>>>

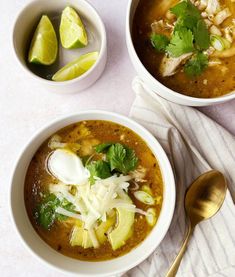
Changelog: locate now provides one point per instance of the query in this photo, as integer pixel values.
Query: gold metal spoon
(203, 199)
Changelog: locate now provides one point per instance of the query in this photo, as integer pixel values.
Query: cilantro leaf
(159, 42)
(181, 43)
(122, 158)
(99, 169)
(103, 147)
(46, 210)
(179, 9)
(196, 65)
(201, 35)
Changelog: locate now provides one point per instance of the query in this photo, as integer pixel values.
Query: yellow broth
(38, 178)
(213, 82)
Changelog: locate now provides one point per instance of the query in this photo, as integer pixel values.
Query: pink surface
(25, 107)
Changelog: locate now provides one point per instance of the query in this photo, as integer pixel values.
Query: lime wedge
(76, 68)
(72, 30)
(44, 45)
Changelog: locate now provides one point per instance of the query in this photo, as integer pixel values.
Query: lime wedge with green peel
(44, 45)
(72, 30)
(76, 68)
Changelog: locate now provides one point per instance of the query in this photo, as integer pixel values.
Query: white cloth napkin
(194, 144)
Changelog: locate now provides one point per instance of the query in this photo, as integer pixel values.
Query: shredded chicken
(169, 65)
(221, 16)
(215, 31)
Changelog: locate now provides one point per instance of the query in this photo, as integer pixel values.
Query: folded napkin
(194, 144)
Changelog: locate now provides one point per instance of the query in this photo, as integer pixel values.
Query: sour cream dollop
(66, 166)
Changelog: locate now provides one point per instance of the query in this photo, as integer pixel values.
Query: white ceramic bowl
(26, 23)
(72, 266)
(153, 83)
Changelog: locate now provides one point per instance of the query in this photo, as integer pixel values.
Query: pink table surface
(25, 107)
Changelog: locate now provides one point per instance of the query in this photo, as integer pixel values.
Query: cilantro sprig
(159, 42)
(181, 43)
(190, 35)
(119, 158)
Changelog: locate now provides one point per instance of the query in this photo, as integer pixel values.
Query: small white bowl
(152, 83)
(25, 25)
(72, 266)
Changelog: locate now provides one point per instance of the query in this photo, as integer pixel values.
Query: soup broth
(216, 80)
(87, 135)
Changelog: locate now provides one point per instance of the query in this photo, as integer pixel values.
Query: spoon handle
(174, 267)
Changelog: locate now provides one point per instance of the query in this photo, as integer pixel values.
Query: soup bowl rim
(155, 85)
(131, 258)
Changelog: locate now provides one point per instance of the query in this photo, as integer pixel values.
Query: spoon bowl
(205, 196)
(203, 199)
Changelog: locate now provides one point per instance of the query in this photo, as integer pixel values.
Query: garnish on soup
(192, 42)
(93, 190)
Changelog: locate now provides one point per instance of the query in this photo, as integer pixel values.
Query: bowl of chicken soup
(184, 51)
(92, 194)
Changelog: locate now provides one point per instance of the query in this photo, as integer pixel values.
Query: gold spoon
(203, 199)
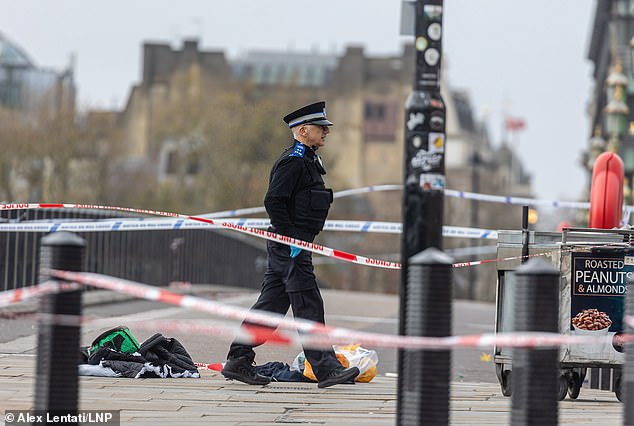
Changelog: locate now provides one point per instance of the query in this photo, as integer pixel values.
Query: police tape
(260, 233)
(144, 224)
(263, 324)
(448, 192)
(11, 297)
(268, 235)
(338, 194)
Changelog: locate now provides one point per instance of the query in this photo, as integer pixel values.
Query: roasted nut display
(592, 319)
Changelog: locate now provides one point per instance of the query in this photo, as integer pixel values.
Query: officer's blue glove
(295, 251)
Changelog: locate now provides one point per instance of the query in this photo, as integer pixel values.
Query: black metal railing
(155, 257)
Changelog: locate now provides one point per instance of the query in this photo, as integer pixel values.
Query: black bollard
(425, 381)
(536, 371)
(627, 381)
(56, 386)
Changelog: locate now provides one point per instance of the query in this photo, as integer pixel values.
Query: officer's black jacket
(297, 200)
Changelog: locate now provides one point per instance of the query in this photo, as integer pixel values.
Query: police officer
(297, 202)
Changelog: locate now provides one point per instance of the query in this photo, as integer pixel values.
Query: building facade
(611, 106)
(366, 96)
(28, 88)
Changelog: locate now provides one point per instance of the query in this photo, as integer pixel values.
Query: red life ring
(606, 192)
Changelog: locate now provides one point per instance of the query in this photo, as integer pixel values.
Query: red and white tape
(260, 233)
(11, 297)
(313, 334)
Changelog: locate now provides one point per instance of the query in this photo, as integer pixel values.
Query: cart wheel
(505, 383)
(574, 385)
(563, 387)
(582, 374)
(617, 387)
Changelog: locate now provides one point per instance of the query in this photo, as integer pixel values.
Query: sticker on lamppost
(434, 31)
(433, 12)
(436, 142)
(432, 56)
(426, 160)
(433, 182)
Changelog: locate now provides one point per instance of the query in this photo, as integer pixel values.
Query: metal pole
(424, 153)
(525, 234)
(57, 384)
(536, 371)
(627, 379)
(425, 393)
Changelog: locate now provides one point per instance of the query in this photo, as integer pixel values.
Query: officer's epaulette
(298, 150)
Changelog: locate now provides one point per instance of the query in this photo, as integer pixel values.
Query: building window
(379, 124)
(374, 111)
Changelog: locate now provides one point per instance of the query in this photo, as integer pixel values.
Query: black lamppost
(424, 161)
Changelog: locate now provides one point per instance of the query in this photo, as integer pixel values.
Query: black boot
(242, 369)
(337, 376)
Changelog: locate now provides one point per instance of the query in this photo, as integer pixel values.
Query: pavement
(475, 393)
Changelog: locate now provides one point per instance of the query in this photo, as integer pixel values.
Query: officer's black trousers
(291, 283)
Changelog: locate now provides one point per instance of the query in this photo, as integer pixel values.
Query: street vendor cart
(594, 268)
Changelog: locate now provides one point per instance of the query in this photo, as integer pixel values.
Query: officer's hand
(295, 251)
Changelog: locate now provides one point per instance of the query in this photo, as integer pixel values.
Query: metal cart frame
(566, 250)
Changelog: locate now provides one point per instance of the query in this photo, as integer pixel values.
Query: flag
(514, 124)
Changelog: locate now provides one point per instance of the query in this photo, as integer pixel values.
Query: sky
(519, 58)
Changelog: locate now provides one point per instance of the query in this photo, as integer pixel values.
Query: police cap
(309, 114)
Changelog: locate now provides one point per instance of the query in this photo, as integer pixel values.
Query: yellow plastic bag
(351, 356)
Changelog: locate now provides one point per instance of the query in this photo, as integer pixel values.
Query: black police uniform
(297, 202)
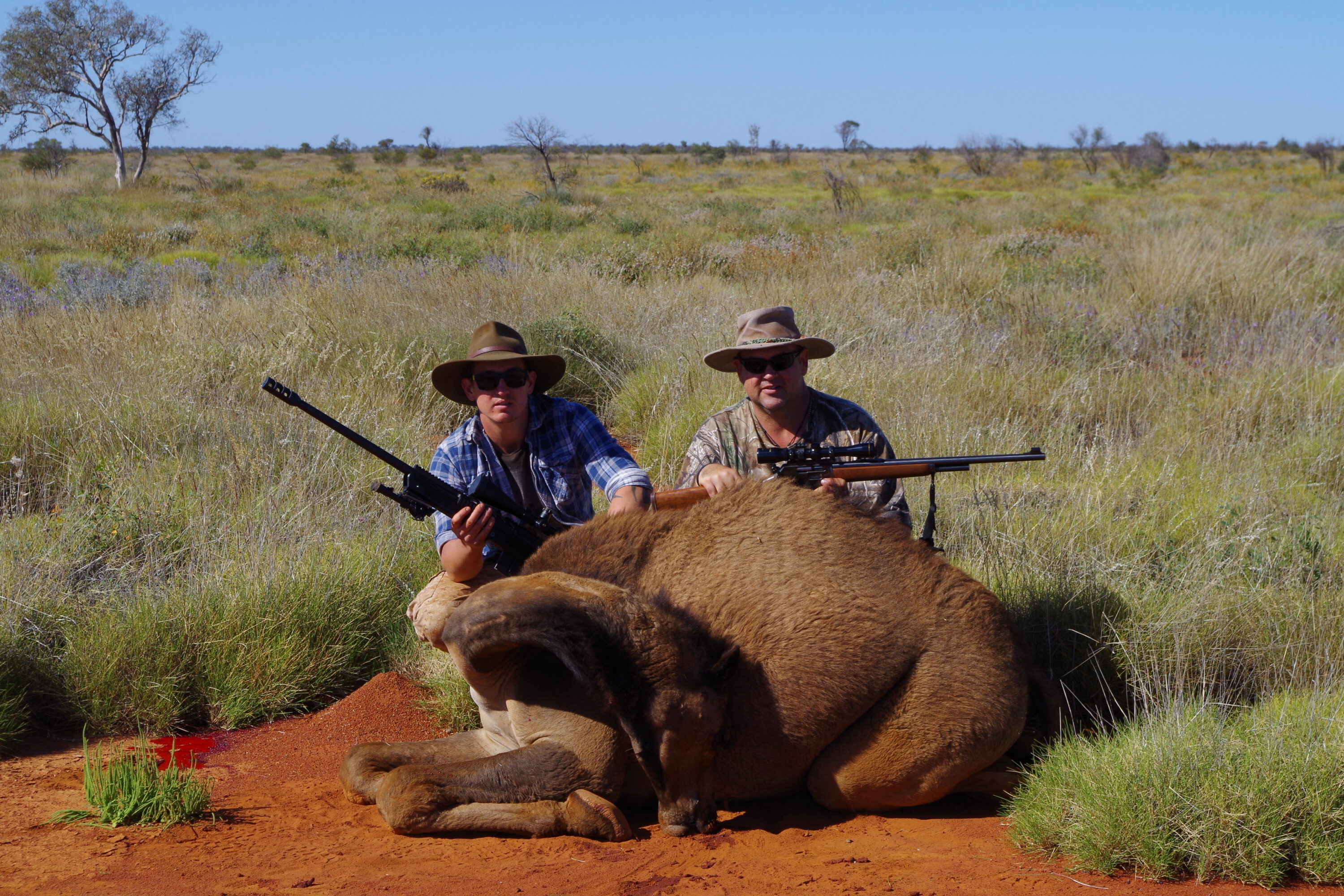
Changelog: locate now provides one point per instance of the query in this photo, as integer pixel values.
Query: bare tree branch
(542, 138)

<<<

## [WHAT THIS TASK INVOLVES]
Restate the entire listing word for word, excluding pictures.

## [RESULT BELOW]
Changelog: locate now provides one point per instance of the query in this photo, as integer pixel values.
Query: gold metal spoon
(203, 199)
Changelog: locate now provides one point per instance of the query in this photo, as integer pixel values.
Query: cilantro leaf
(159, 42)
(181, 43)
(122, 158)
(99, 169)
(103, 147)
(46, 210)
(179, 9)
(196, 65)
(201, 35)
Changelog: locate now provides one point per instance of the query in this photo, as integer pixel values.
Query: yellow broth
(38, 178)
(213, 82)
Changelog: locate now provides one point per instance of the query in this photo, as integer pixel values.
Query: pink surface
(25, 107)
Changelog: locate now provides one point per instance of the query in this photo, as integer pixel values.
Query: lime wedge
(76, 68)
(72, 30)
(44, 45)
Changelog: locate now provides one point per instance of the query in this photo, as integer pixel values.
Query: lime wedge with green peel
(44, 45)
(72, 30)
(76, 68)
Changelog: locate now provides one point per instance of the query in this photo, as integer pixel values.
Query: white cloth napkin
(194, 144)
Changelog: locate now provides one point per instance of the query in this photo, as integer pixel values.
Query: shredded chicken
(169, 65)
(221, 16)
(215, 31)
Changelog: locate now provides one point per instance of the query in this photo, as integer pixel values.
Query: folded napkin
(194, 144)
Changelog: locate now provides one point per instance of the query in this photo, as integer pixel values.
Query: sour cream dollop
(66, 166)
Changelog: locate now provides one point per instance of the query in this photo, as integer pixel values.
Query: white ceramic bowl
(26, 23)
(72, 266)
(153, 83)
Changelog: locate now provides one point per instance of the query in this photo, as integer pixel values.
Query: pink table surface
(25, 107)
Changelog: locate now provides one point per instance of the query in this photo, as integer pixel values.
Query: cilantro sprig
(159, 42)
(181, 43)
(190, 35)
(119, 158)
Changelog: locate now provides one point per instance of the query in this photo, as integer pixel values.
Query: small white bowl
(152, 83)
(25, 25)
(72, 266)
Changelog: locate now provides one point per instance of the query in this photo, as integer pixel values.
Query: soup broth
(216, 80)
(87, 135)
Changelog: locate now provides one point per instance of the query in this photo, as integer pixel values.
Query: spoon handle
(174, 267)
Changelog: locate now provides one point per instance of the query in this photo, as integer pixel values.
Query: soup bowl rim
(155, 85)
(131, 258)
Changelog: locate now provides one point per instance of the query in this photo, as integer pixel values.
Query: spoon bowl
(205, 196)
(203, 199)
Changelog: locate now provides one point per instance of the query in this photo, as integer pixel values.
Query: garnish on soup
(192, 42)
(93, 190)
Changelog: locate now provides one point per instance of the query in this photo, as integer pixel values.
Query: bowl of chicken soup
(184, 51)
(92, 194)
Changelog: locate now provides one point per instance of the query in this photo, as integer pixel values.
Query: gold spoon
(203, 199)
Changelog: locate now provides one point per instance of the query in this photo, as integer pixel values.
Query: police tape
(260, 233)
(144, 224)
(263, 324)
(448, 192)
(11, 297)
(268, 235)
(338, 194)
Changelog: locate now provides one point per instance of the query in this photo, as integer pixel values.
Query: roasted nut display
(592, 319)
Changelog: locate now provides one point per instance of the query in this photo, as integer pixel values.
Query: officer's blue glove
(295, 251)
Changelog: locate now provides one point per instance of the query in this photo, as integer pixel values.
Query: black metal railing
(155, 257)
Changelog: locate now provides one point per instance of the query in this photo, as integer pixel values.
Query: black bollard
(425, 381)
(536, 371)
(627, 381)
(56, 386)
Changelog: locate now provides one point per instance of the query in this photo, as integer pixel values.
Query: officer's black jacket
(297, 200)
Changelog: locate now provides one point per instance of the query in this photo, as integer pixel values.
Query: police officer
(297, 202)
Changelog: locate now provides one point per instance of the query in this photo, as integer pixel values.
Query: building facade
(611, 106)
(366, 96)
(28, 88)
Changelog: locate now provides one point per instance of the query in this photo, as integer pixel values.
Query: red life ring
(606, 192)
Changelog: locate now provides one point per instance of the query in this photo, as integer pixel values.
Query: red and white tape
(260, 233)
(11, 297)
(313, 334)
Changelog: locate now provides one point per instance of the query in this photo, as integer pixel values.
Query: cart wheel
(505, 383)
(574, 385)
(563, 387)
(582, 374)
(617, 387)
Changelog: locate now provides one point per instance of the query in this photo, as integer pixel values.
Query: sticker on lamppost
(434, 31)
(433, 12)
(436, 142)
(432, 56)
(426, 160)
(433, 182)
Changelog: locate now provides one point per instance of the query in this photo, as integer pixel values.
Query: metal pole
(424, 153)
(525, 234)
(57, 384)
(536, 371)
(627, 379)
(425, 393)
Changelog: locate now provides one point per instance of the query in this photo, as integer pixel values.
Query: officer's epaulette
(298, 150)
Changelog: locate now provides one point per instance of the query in this photo, as integer pixel values.
Query: building window
(379, 124)
(374, 111)
Changelog: locate now provides one point per instance of the query in this photo, as integer pixel values.
Query: black lamppost
(424, 161)
Changelog: locate now provides one point per instance of the query in this photo, as integer pixel values.
Query: black boot
(242, 369)
(337, 376)
Changelog: locate now provides one point per instance of the query in this photo, as integer pixel values.
Query: pavement
(475, 393)
Changelog: locate now provides one point per instance of the query in this photo, as integer pixel values.
Query: officer's black trousers
(291, 283)
Changelog: locate now provides one point per instance of the query in this photo, as integer pixel values.
Query: street vendor cart
(594, 268)
Changelog: locate now provides one point per instance of the query in this photo, as integer pixel values.
Query: officer's hand
(295, 251)
Changelog: locate now provides one point per instance of the query in this photo, as integer pixel values.
Query: metal cart frame
(566, 250)
Changelog: locate now provides one point per instance of the query in this photo, as integer pixel values.
Query: flag
(514, 124)
Changelog: locate now provides one point per instance of the query in this photo, as integer pixel values.
Query: sky
(519, 58)
Changelog: locate now provides one point per instance of the query in this photo, as integer pixel values.
Query: police cap
(309, 114)
Changelog: locate now provides one point per instance of the query in this photo, as integer pixel values.
Query: yellow plastic bag
(351, 356)
Changelog: locate now provides one point per instance of the query in this photo, as integer pixel values.
Query: black police uniform
(297, 202)
Changelog: locate now provides one point per instance of the query in this photo, as integer pixel values.
Query: bare tree branch
(542, 138)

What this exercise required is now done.